▸ EXERCISE DIRECTIONS
Would you restate the entries below exactly, keeping every line?

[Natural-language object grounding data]
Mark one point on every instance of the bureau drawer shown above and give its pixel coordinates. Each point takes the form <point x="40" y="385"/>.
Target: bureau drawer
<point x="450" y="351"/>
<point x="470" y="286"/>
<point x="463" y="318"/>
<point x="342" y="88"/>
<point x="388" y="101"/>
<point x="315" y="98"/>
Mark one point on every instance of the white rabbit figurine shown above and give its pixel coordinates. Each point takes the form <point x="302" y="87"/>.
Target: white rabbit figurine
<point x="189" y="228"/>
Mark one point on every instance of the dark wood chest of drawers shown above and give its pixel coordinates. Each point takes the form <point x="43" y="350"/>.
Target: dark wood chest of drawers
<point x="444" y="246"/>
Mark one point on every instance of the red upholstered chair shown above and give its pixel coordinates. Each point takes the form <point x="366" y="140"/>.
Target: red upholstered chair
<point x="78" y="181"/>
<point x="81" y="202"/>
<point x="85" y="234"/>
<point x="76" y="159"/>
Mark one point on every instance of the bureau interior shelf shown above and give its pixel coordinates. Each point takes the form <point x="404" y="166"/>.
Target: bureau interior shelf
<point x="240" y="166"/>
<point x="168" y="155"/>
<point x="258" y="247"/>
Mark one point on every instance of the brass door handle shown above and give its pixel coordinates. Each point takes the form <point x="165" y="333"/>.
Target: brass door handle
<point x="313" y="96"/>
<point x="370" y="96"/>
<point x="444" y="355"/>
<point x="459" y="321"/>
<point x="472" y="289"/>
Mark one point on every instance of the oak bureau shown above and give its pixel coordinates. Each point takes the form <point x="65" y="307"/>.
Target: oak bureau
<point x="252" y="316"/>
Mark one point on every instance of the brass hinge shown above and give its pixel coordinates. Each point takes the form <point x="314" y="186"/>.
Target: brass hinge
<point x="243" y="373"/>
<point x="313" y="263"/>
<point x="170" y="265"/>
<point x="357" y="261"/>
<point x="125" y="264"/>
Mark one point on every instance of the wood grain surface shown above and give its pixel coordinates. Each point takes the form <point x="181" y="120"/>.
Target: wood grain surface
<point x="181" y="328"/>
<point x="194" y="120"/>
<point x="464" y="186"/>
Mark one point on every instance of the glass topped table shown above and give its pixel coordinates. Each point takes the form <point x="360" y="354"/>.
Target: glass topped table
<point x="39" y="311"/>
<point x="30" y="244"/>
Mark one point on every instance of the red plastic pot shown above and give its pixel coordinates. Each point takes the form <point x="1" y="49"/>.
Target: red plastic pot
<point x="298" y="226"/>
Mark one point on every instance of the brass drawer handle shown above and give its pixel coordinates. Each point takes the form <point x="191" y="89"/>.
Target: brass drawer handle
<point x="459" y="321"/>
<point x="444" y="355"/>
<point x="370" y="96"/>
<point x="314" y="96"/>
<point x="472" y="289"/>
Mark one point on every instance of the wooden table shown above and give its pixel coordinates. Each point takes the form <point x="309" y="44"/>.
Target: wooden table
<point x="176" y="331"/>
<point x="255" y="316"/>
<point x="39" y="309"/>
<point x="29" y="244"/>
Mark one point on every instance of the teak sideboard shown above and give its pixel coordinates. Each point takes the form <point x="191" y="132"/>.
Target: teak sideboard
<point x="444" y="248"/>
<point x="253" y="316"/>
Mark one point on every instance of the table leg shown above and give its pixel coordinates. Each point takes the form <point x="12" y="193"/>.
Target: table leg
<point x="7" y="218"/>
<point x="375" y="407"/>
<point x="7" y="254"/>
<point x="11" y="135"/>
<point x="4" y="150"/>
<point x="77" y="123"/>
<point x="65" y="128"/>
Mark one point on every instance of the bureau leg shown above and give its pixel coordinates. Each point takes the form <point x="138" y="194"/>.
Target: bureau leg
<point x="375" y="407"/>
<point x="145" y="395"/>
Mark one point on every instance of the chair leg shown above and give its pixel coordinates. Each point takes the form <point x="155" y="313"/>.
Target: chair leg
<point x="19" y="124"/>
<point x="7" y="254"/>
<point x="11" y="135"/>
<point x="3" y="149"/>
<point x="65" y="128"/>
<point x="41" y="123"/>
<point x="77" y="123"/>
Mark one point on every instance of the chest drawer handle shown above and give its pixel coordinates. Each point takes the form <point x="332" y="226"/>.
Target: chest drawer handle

▸ ANSWER TO THIS TASK
Mark one point on every instance of the bureau drawer shown above and give its pixel coordinates. Each point takes the form <point x="40" y="385"/>.
Target: bureau drawer
<point x="450" y="351"/>
<point x="470" y="286"/>
<point x="463" y="318"/>
<point x="342" y="88"/>
<point x="388" y="101"/>
<point x="315" y="98"/>
Mark one point on every instance of the white rabbit figurine shown above and give its pixel coordinates. Each point takes the form <point x="302" y="87"/>.
Target: white rabbit figurine
<point x="189" y="228"/>
Mark one point on every instance of the dark wood chest of drawers shown above and give its pixel coordinates. Each point takes the form <point x="43" y="350"/>.
Target: dark wood chest of drawers
<point x="444" y="246"/>
Mark one point on every instance of the red upholstered chair shown above and give its pixel coordinates. Each point takes the form <point x="366" y="140"/>.
Target: red upholstered chair
<point x="78" y="181"/>
<point x="81" y="202"/>
<point x="85" y="234"/>
<point x="76" y="159"/>
Mark one point on every instance of the bureau interior shelf shown above and give its pixel coordinates. Each point takes the form <point x="404" y="166"/>.
Target: bureau interior shelf
<point x="240" y="166"/>
<point x="168" y="155"/>
<point x="258" y="247"/>
Mark one point on every instance of the brass door handle shown above and give its pixel coordinates. Each point takes the form <point x="165" y="333"/>.
Target: brass door handle
<point x="313" y="96"/>
<point x="370" y="96"/>
<point x="444" y="355"/>
<point x="459" y="321"/>
<point x="472" y="289"/>
Mark one point on every instance of the oak bureau shown above and give its pixel coordinates. Each point takes the form <point x="65" y="307"/>.
Target: oak bureau
<point x="252" y="316"/>
Mark one point on every instance of the brass hinge shown above and give its pixel coordinates. Each point takes the form <point x="314" y="186"/>.
Target: brass hinge
<point x="243" y="373"/>
<point x="313" y="263"/>
<point x="170" y="265"/>
<point x="357" y="261"/>
<point x="125" y="264"/>
Mark one point on every instance of the wood grain surface shown above and give its pixel coordinates. Each point takes the form <point x="181" y="120"/>.
Target: wood grain surface
<point x="181" y="328"/>
<point x="194" y="120"/>
<point x="464" y="186"/>
Mark one point on every instance of the glass topped table shown above and give its pixel coordinates. Each point takes the form <point x="360" y="354"/>.
Target: glass topped table
<point x="39" y="311"/>
<point x="30" y="244"/>
Mark one point on every instance of the red plastic pot shown above and give its pixel coordinates. Each point takes the form <point x="1" y="49"/>.
Target: red plastic pot
<point x="298" y="226"/>
Mark one point on every instance of the brass drawer handle shown above and give its pixel coordinates. Each point takes the form <point x="191" y="89"/>.
Target: brass drawer handle
<point x="459" y="321"/>
<point x="444" y="355"/>
<point x="370" y="96"/>
<point x="314" y="96"/>
<point x="472" y="289"/>
Mark one point on every instance of the wooden table shown above and give its pixel coordinates. Each point takes the form <point x="309" y="44"/>.
Target: wooden table
<point x="176" y="331"/>
<point x="255" y="316"/>
<point x="39" y="309"/>
<point x="29" y="244"/>
Mark one point on every instance of the teak sideboard shown above and give its pixel coordinates. Each point takes the form <point x="191" y="132"/>.
Target: teak sideboard
<point x="444" y="248"/>
<point x="253" y="316"/>
Mark one point on every instance of the table leg shown above and give its pixel coordinates. Each point takes the form <point x="12" y="193"/>.
Target: table leg
<point x="7" y="218"/>
<point x="375" y="407"/>
<point x="7" y="254"/>
<point x="11" y="135"/>
<point x="4" y="150"/>
<point x="77" y="123"/>
<point x="65" y="128"/>
Mark one point on every instance of the bureau leg shown above and give its pixel coordinates. Each point takes the form <point x="138" y="194"/>.
Target: bureau leg
<point x="375" y="407"/>
<point x="145" y="395"/>
Mark one point on every instance of the chair leg shown above and give its pixel coordinates. Each point takes the form <point x="155" y="313"/>.
Target: chair leg
<point x="19" y="124"/>
<point x="7" y="254"/>
<point x="11" y="135"/>
<point x="3" y="149"/>
<point x="65" y="128"/>
<point x="41" y="123"/>
<point x="77" y="123"/>
Mark one point on every instance of the chest drawer handle shown above and give its pixel coordinates. Each point takes the form <point x="332" y="226"/>.
Target: chest drawer handle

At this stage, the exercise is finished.